Maximize Your Reading Experience
Interested in ways to enrich and maximize reading experiences with your preschooler? Try incorporating these practical and actionable tips into your reading routines to help support your little one’s early literacy.
With each literacy tip, examples are provided from the story Hey, Water! by Antoinette Portis. The goal is that you can apply these tips to any book you read with your child. Since you know your child best, be flexible with incorporating these recommendations based on your child’s level of readiness.
1.) Read Facing Your Child
Find a low-distraction area and comfortable position where your child can see your face and the book as you read together.
This might look like being seated across from one another at a table or on the ground, having your child on your lap, or lying on a bed looking at one another. Being face-to-face while reading together helps capture and maintain your child’s attention and engagement as he sees your facial expressions. Watching your mouth movements can also assist your child in imitating your sounds and words.
2.) Assign a Page Turner
Get your child actively involved in the story reading experience by having him turn each page in the book as you read the words.
Cue a page turn with a high-pitched “ding” sound. Or, you can pretend that the book pages are sticky, and ask for your child's magical touch. If you have more than one enthusiastic bookworm, you can have them take turns between pages or books. This valuable role turns your child into an active participant who is invested in and essential to the read-aloud. In addition to providing purpose, this job refocuses listeners who may have grown distracted.
3.) Act It Out
Use pretending or gesturing to express words or events in the story.
This could include sign language, if you know and use it (e.g., water, thank you), or it might be something you create in the moment (e.g., pointer finger to lips for “quiet,” hands cupping mouth for “yell”). It can be as simple as a hand wave for “hello” or pointing towards the sky for “up.” Encourage your child to copy your motions! Acting out what’s happening in a story together makes this special shared experience fun and interactive, while strengthening comprehension and vocabulary development.
4.) Find Peace with Not Reading EVERY Word
In case you thought you needed permission, you aren’t obligated to read aloud every page or paragraph verbatim as originally written by the author.
Follow your child’s lead. Gauge his attention span and level of energy, interest, and understanding, and adjust your reading accordingly.

§ §

_WHAT THIS TASK INVOLVES_
According to the reading tips, what sound can cue a page turn? The data is separate material and is not part of the reading tips.

_SOURCE MATERIAL_
§ §

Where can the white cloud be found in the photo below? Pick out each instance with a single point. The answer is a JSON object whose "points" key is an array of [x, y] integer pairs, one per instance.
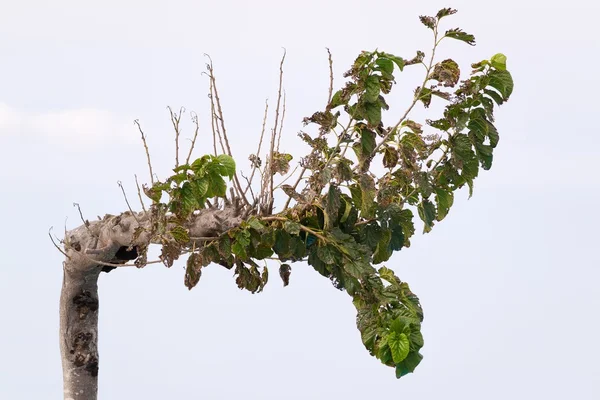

§ §

_CORRECT ANSWER_
A high-pitched "ding" sound.